(Point annotation dataset records)

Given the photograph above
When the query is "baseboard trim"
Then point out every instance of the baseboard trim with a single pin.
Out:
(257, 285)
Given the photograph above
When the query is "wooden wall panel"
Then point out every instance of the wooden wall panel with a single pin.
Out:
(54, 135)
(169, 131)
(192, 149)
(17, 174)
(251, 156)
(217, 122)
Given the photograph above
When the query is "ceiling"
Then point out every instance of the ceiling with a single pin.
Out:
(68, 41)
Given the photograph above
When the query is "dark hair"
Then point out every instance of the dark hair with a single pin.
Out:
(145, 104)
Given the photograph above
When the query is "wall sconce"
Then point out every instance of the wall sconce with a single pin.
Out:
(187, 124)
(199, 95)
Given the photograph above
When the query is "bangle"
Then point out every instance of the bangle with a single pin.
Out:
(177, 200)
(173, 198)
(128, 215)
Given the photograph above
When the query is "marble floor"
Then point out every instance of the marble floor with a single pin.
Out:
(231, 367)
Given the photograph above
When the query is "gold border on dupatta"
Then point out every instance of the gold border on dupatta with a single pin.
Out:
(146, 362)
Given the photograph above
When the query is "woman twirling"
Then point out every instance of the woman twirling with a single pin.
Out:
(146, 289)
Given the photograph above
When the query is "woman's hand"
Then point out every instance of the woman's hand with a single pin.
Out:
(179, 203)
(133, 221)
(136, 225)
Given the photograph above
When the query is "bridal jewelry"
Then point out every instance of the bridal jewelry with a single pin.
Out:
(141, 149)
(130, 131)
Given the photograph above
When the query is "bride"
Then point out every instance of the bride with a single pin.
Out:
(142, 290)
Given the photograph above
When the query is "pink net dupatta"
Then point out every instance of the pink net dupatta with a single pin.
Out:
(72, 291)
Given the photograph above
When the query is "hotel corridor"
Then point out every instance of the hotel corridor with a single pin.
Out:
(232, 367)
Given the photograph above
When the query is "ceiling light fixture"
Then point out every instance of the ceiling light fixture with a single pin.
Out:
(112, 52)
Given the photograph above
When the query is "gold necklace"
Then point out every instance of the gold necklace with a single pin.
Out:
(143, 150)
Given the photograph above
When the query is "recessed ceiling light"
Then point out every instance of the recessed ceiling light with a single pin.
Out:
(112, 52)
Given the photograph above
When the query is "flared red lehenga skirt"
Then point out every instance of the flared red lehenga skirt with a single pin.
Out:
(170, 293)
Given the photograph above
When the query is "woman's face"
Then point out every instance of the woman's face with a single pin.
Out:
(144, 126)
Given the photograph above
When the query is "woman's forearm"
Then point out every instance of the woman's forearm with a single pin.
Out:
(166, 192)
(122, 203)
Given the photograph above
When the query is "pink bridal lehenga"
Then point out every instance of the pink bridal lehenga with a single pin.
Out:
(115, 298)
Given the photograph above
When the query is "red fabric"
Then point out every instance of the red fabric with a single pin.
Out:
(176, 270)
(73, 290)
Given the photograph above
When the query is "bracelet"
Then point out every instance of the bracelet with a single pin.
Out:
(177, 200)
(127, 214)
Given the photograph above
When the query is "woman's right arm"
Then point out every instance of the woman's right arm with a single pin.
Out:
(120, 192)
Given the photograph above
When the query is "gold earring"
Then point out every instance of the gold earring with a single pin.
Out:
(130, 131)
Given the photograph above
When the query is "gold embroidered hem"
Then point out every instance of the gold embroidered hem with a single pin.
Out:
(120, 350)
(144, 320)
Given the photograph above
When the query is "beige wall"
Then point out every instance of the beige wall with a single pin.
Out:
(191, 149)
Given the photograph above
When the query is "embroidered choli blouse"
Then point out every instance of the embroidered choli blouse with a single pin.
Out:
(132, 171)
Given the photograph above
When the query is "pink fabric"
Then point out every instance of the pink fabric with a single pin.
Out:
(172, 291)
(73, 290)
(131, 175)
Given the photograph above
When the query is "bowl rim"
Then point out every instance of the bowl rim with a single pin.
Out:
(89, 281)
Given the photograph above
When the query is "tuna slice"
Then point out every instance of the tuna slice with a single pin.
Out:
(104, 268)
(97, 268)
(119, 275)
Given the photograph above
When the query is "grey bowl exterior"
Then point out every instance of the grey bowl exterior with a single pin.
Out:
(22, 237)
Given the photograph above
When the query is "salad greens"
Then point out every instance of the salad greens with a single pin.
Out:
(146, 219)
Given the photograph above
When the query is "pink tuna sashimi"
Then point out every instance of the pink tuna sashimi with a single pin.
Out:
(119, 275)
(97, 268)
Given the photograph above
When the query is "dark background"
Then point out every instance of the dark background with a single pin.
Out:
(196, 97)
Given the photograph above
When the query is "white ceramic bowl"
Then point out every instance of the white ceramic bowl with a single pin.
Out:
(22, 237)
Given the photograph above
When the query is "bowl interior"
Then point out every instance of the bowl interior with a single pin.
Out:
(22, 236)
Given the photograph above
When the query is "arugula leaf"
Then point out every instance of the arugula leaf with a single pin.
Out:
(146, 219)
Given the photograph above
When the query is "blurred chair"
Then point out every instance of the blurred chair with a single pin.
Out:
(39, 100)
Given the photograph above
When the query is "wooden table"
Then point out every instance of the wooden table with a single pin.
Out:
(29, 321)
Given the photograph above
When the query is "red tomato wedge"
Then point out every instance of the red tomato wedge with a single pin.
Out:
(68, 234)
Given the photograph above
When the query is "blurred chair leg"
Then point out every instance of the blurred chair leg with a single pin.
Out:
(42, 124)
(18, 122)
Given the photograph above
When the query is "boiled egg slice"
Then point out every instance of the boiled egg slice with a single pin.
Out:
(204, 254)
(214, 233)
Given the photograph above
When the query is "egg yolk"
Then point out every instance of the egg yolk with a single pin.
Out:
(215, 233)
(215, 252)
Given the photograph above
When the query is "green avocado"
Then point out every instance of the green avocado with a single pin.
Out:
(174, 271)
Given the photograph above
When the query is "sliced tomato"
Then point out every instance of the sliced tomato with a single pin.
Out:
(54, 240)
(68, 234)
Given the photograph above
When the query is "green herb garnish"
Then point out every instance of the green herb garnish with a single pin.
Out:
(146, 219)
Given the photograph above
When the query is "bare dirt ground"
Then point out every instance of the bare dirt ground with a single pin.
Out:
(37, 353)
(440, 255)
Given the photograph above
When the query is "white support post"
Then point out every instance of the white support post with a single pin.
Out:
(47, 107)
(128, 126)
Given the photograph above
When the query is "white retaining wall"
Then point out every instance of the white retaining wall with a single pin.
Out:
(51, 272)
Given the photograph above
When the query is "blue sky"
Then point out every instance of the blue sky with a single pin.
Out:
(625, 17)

What you need to do -
Copy all the records above exactly, missing none.

Task result -
Given the photograph above
When the query is "baseboard trim"
Then point out every instance of the baseboard trim with a single pin.
Out:
(257, 285)
Given the photograph above
When the query is "wooden wall panel"
Then point out every instance of the wooden wall panel with a single pin.
Out:
(54, 135)
(169, 131)
(192, 149)
(17, 174)
(251, 156)
(217, 122)
Given the photograph above
When the query is "ceiling"
Then point out every instance of the ceiling with a single pin.
Out:
(68, 41)
Given the photograph above
When the query is "dark hair"
Then point out every instance of the dark hair with a single pin.
Out:
(145, 104)
Given the photograph above
When the query is "wall sconce"
Then point out every instance of the wall sconce with a single pin.
Out:
(187, 124)
(199, 95)
Given the photograph above
When the query is "bangle"
Then point out every instance of the bangle with a single pin.
Out:
(177, 200)
(173, 198)
(128, 215)
Given the photograph above
When the query is "marble floor"
Then point out every instance of the marble floor with a single pin.
Out:
(231, 367)
Given the photograph above
When the query is "gold border on dupatta"
Then point out every instance of the gold border on dupatta with a single pin.
Out:
(146, 362)
Given the photograph above
When the query is "woman twirling"
Then point out every instance of the woman twirling with a single pin.
Out:
(146, 289)
Given the photograph above
When the query is "woman's hand"
Then point out every instance of the woman's hand with a single pin.
Out:
(179, 203)
(133, 221)
(136, 225)
Given the photograph above
When the query is "bridal jewelry"
Then point out every instance of the bridal jewelry with a single pin.
Out:
(141, 149)
(130, 131)
Given the photograph above
When the query is "bride"
Then point out every instance of the bride with a single pin.
Out:
(142, 290)
Given the photograph above
When the query is "pink net dupatta"
Then point out every instance of the pink net dupatta with a single pin.
Out:
(72, 291)
Given the photograph above
When the query is "hotel corridor"
Then point out every instance of the hotel corridor with a single pin.
Out:
(232, 367)
Given the photograph above
When the query is "ceiling light fixture"
Then point out every instance of the ceiling light fixture with a single pin.
Out:
(112, 52)
Given the photograph above
When the query is "gold necklace"
Then point out every instance of the gold necklace with a single pin.
Out:
(143, 150)
Given the photograph above
When the query is "recessed ceiling light"
Then point out every instance of the recessed ceiling light with a single pin.
Out:
(112, 52)
Given the photograph above
When the query is "flared red lehenga skirt"
Then point out every instance of the flared red lehenga skirt with a single pin.
Out:
(170, 293)
Given the photograph above
When the query is "woman's face"
Then point out every instance of the woman's face with a single pin.
Out:
(144, 126)
Given the photograph above
When the query is "woman's forearm"
Then point out every instance of the woman's forearm with a single pin.
Out:
(166, 192)
(122, 203)
Given the photograph above
When the query is "pink bridal lehenga"
Then point out every instance of the pink bridal lehenga with a single pin.
Out:
(115, 298)
Given the photograph above
When the query is "red fabric"
Then point out every instance of the red fabric with a single pin.
Out:
(176, 270)
(73, 290)
Given the photograph above
When the query is "bracelet"
Then point out every instance of the bracelet with a single pin.
Out:
(177, 200)
(127, 214)
Given the photograph above
When the query is "woman's right arm"
Then point out every instance of the woman's right arm with a single pin.
Out:
(120, 192)
Given the photograph above
When the query is "gold earring"
Then point out every instance of the gold earring with a single pin.
Out:
(130, 131)
Given the photograph above
When the query is "gold embroidered hem"
Then point out every instance of the gold embroidered hem with a single pin.
Out:
(120, 350)
(144, 320)
Given the photograph above
When the query is "beige wall"
Then point out every instance of the beige wall with a single pin.
Out:
(191, 149)
Given the photograph above
When the query is "embroidered choli blouse"
Then point out every instance of the embroidered choli blouse with a single pin.
Out:
(132, 171)
Given the photograph above
When the query is "pink fabric"
Then point out every instance of the pink fabric with a single pin.
Out:
(172, 291)
(73, 290)
(131, 175)
Given the photograph above
When the query is "bowl rim"
Then point out every instance of the bowl rim with a single pin.
Out:
(89, 281)
Given the photograph above
When the query is "tuna slice"
Then point out every instance of the tuna slice with a single pin.
Out:
(104, 268)
(97, 268)
(119, 275)
Given the photograph above
When the query is "grey bowl exterior"
Then point out every instance of the grey bowl exterior with a single pin.
Out:
(22, 237)
Given the photograph above
When the query is "salad greens"
Then point out every instance of the salad greens with a single pin.
Out:
(146, 219)
Given the photograph above
When the query is "pink tuna sashimi"
Then point out every instance of the pink tuna sashimi with a single pin.
Out:
(119, 275)
(97, 268)
Given the photograph above
When the query is "dark background"
Then point out every instance of the dark background with a single pin.
Out:
(196, 97)
Given the photograph above
When the query is "white ceramic bowl"
Then point out every instance of the white ceramic bowl with a single pin.
Out:
(22, 237)
Given the photograph above
When the query is "bowl interior"
Then point out every instance of the bowl interior with a single pin.
Out:
(22, 236)
Given the photograph above
When the query is "arugula leaf"
Then point out every instance of the arugula leaf with a single pin.
Out:
(146, 219)
Given the photograph above
When the query is "blurred chair"
Then point out every instance of the blurred chair with a single pin.
Out:
(39, 100)
Given the photograph above
When the query is "wooden table"
Then point out every instance of the wooden table with a single pin.
Out:
(29, 321)
Given the photograph above
When the query is "red tomato wedge"
Then point out every instance of the red tomato wedge with a single pin.
Out:
(68, 234)
Given the photograph above
When the query is "blurred chair leg"
Then point out every instance of the blurred chair leg with a single pin.
Out:
(42, 124)
(18, 122)
Given the photograph above
When the query is "boiled egg slice"
Then point out every instance of the boiled egg slice with a single pin.
Out:
(204, 254)
(214, 233)
Given the photograph above
When the query is "egg yolk"
Then point out every instance of the egg yolk with a single pin.
Out:
(215, 233)
(215, 252)
Given the photograph above
When the query is "green avocado"
Then point out every instance of the green avocado with a single pin.
Out:
(174, 271)
Given the photograph above
When the query is "sliced tomato"
Then point out every instance of the sliced tomato with a single pin.
Out:
(54, 240)
(68, 234)
Given the photograph above
When the query is "green herb garnish"
Then point out every instance of the green herb garnish with a single pin.
Out:
(146, 219)
Given the photograph above
When the query is "bare dirt ground"
Then point out every instance of the bare dirt ground with a single pin.
Out:
(37, 353)
(440, 255)
Given the photograph above
When the query is "white support post"
Then point out every instance of the white support post with a single pin.
Out:
(47, 107)
(128, 126)
Given the photograph above
When the query is "white retaining wall"
Then point out every instance of the white retaining wall with a single pin.
Out:
(51, 272)
Given the photograph above
When the query is "blue sky"
Then point out every instance of the blue sky with a single pin.
Out:
(625, 17)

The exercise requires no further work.